■ WHAT YOU HAVE TO DO
Find the line in the entries below that contains "like [(912, 735)]". Repeat it exactly, and every line after it through the line that contains "like [(924, 31)]".

■ MATERIAL FOR THIS EXERCISE
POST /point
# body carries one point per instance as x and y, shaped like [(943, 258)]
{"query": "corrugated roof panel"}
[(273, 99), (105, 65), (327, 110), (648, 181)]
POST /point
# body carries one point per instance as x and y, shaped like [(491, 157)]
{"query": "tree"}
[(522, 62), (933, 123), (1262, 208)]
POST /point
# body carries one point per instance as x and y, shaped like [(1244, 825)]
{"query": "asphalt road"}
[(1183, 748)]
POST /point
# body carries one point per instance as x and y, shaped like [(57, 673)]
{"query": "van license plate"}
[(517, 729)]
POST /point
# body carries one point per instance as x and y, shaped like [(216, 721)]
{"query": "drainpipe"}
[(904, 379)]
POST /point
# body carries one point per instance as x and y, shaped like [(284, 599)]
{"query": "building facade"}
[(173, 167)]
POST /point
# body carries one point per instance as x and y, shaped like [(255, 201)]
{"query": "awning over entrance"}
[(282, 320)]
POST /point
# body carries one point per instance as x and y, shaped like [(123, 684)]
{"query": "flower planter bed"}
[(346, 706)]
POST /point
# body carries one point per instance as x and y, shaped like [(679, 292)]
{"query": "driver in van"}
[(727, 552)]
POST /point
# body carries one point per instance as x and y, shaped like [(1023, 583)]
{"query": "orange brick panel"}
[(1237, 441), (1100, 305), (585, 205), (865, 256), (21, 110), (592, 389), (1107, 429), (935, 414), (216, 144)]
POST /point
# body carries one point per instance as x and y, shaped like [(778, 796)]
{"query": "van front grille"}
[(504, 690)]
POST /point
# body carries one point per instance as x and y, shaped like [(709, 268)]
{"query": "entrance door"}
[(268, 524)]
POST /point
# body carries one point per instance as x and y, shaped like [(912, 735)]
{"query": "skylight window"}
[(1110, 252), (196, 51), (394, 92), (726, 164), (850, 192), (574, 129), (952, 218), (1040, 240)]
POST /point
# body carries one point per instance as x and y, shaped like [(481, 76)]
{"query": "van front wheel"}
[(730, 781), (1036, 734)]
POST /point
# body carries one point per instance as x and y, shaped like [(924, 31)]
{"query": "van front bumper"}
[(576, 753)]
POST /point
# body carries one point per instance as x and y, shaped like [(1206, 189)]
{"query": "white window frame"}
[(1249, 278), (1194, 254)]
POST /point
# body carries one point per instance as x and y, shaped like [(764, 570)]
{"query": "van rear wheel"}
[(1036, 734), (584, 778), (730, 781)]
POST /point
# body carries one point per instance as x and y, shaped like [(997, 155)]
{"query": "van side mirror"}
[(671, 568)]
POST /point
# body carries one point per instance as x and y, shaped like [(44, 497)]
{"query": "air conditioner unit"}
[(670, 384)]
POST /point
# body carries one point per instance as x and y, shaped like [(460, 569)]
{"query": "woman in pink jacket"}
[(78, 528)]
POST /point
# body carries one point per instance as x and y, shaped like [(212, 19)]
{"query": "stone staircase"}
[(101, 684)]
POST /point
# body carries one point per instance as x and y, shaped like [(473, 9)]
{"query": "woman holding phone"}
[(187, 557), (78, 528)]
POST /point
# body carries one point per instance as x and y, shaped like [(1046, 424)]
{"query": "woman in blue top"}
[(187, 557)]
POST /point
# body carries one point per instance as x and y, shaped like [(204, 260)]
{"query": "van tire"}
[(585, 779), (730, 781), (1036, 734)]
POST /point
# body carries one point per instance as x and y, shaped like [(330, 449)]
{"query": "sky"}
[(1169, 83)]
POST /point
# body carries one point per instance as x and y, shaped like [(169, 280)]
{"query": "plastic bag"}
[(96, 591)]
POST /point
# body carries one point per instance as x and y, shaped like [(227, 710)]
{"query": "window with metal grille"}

■ TASK SOLUTION
# body carries one point per instance as x and y, shaped like [(912, 735)]
{"query": "skylight window"}
[(1110, 252), (196, 51), (394, 92), (726, 164), (850, 192), (574, 129), (952, 218), (1040, 240)]
POST /point
# body carries one point per instance as x and y, shaped like [(481, 76)]
{"query": "van front wheel"}
[(730, 781), (1036, 734)]
POST /point
# body carries one point per instance as x and y, shaped like [(924, 31)]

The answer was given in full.